* **Document excerpt**
◇ ◇ ◇ ◇ ◇
As the three OR-GFP mice were of different genetic background, I investigated whether basal activity was determined by the mouse strain from which labeled ORNs were obtained. I repeated the above experiments using ORNs obtained from the I7-GFP mouse, which were randomly picked, not GFP positive, and responsive to the odorant cineole (100 µM, unpublished data). These cells showed a (statistically) significantly lower basal AP firing activity (0.1 ± 0.03 Hz) and correspondingly low current noise levels (ΔVar = 0.06 ± 0.02 pA2) compared with the noisy I7-GFP ORNs. Hence, noise levels and basal AP firing are not a property of a particular mouse strain, but again of individual ORNs expressing defined ORs.
As the level of noise seems to correlate with the specific receptor expressed in a given ORN, this suggests that it might be the receptor itself that leads to the generation of the increased noise. Basal, thermal activation of ORs will lead to activation of the transduction cascade and thus spontaneous small receptor currents, the level and frequency of which will depend on the individual receptors. If indeed the noise is generated by spontaneously activated ORs, one should be able to generate (“mimic”) responses with similar time courses and frequency composition by exposing ORNs for short durations to odorants to activate ORs concurrently in a short time window. Ideally, stimulation would terminate before the odorant response begins such that all activated ORs contribute equally to the response (Bhandawat et al., 2005) before adaptational effects begin to contribute to the response kinetics. This can be achieved using fast solution changes (see Materials and methods) and thus (idealized) all ORs are activated at the same time.
I exposed I7-GFP ORNs to 0.3 µM heptanal for 30 ms to elicit a small response of similar size compared with those observed in the absence of stimulation (typically a few pico-amps, Fig. 3 A). The power spectrum derived from this response is shown in Fig. 3 B as is the spectrum obtained during application of niflumic acid (black and blue traces, respectively). The difference of those two spectra yields the power spectrum attributable to the current carried by the Cl− channel (Fig. 3 C), which was fitted with the function A2 + (A1 − A2)/(1 + (f/f0)n), with A1 = 0.13 pA2Hz−1, A2 = 0.001 pA2Hz−1, f0 = 6.4 Hz, and n = 3.4.
A similar analysis was performed for the basal transduction noise for the I7-expressing ORN in Fig. 1. The difference of the basal noise spectrum and the spectrum in the presence of niflumic acid was fitted with the above function to yield A1 = 0.04 pA2Hz−1, A2 = 0.001 pA2Hz−1, f0 = 5.6 Hz, and n = 3.7 (Fig. 3 D). The parameter of most interest, f0, since it describes the roll-off point of the power spectra and thus the frequency dependence of odorant-induced responses or basal activity, was 5.3 ± 0.5 Hz (n = 12) and 7.3 ± 1.1 Hz (n = 7), respectively (not statistically different, t test, 0.05 level). Four basal noise power spectra from I7 ORNs could not be fitted reliably due to a peak in the spectra around 6–7 Hz and were omitted from the analysis. Such peaks in the basal noise power spectra were never observed in the quieter mOR-EG or M71 ORNs and probably originated in the very high noise levels these particular four I7 ORNs displayed. Such high noise levels can begin to generate an additional standing current (as supposed to only random occasional current fluctuations), which in turn will lead to adaptation of the transduction mechanism and a change in response kinetics (Leinders-Zufall et al., 1999; Reisert and Matthews, 1999) and thus a change in power spectrum.
◇ ◇ ◇ ◇ ◇
Referring expression data:

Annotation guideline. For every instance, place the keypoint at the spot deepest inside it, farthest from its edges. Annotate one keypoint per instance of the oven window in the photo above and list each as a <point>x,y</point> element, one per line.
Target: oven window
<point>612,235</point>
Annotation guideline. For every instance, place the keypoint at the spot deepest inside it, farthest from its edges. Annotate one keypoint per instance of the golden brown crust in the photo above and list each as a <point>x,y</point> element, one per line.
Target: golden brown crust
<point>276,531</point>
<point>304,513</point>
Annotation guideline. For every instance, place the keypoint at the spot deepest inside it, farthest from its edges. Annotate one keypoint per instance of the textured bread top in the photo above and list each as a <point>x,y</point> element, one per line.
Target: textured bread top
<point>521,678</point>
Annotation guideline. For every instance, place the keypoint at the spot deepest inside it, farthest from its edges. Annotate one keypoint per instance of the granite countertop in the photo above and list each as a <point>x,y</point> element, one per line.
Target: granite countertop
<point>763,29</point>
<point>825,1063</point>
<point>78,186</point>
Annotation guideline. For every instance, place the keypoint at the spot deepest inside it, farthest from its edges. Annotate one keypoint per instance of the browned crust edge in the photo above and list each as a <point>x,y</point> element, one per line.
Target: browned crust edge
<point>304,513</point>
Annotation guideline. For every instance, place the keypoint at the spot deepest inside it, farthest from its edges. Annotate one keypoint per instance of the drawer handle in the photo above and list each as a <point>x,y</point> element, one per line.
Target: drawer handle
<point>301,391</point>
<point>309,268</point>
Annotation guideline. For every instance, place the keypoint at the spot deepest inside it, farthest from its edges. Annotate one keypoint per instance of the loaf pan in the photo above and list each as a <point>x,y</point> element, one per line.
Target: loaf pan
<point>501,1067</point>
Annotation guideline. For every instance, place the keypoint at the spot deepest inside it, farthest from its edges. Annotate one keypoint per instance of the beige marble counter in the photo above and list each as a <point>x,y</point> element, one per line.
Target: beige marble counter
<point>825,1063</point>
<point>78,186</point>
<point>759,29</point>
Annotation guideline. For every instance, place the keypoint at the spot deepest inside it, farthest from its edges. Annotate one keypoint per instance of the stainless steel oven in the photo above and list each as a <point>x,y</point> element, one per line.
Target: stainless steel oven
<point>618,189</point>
◇ ◇ ◇ ◇ ◇
* **Action item**
Revise the stretch of the excerpt on olfactory receptor neuron noise from "As the three" through "expressing defined ORs.", putting "mouse line" wherever "mouse strain" appears. These items come from a source separate from the excerpt.

* **Result below**
As the three OR-GFP mice were of different genetic background, I investigated whether basal activity was determined by the mouse line from which labeled ORNs were obtained. I repeated the above experiments using ORNs obtained from the I7-GFP mouse, which were randomly picked, not GFP positive, and responsive to the odorant cineole (100 µM, unpublished data). These cells showed a (statistically) significantly lower basal AP firing activity (0.1 ± 0.03 Hz) and correspondingly low current noise levels (ΔVar = 0.06 ± 0.02 pA2) compared with the noisy I7-GFP ORNs. Hence, noise levels and basal AP firing are not a property of a particular mouse line, but again of individual ORNs expressing defined ORs.